Task material

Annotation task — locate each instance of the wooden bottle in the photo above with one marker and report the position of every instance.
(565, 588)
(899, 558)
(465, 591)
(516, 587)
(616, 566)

Set exercise
Change "wooden" to "glass" throughout the entries and write them out again with nothing else altered.

Task output
Annotation task — locate each instance of the glass bottle in the photo above with one marker and report the position of every instance.
(565, 588)
(899, 558)
(465, 591)
(516, 587)
(616, 566)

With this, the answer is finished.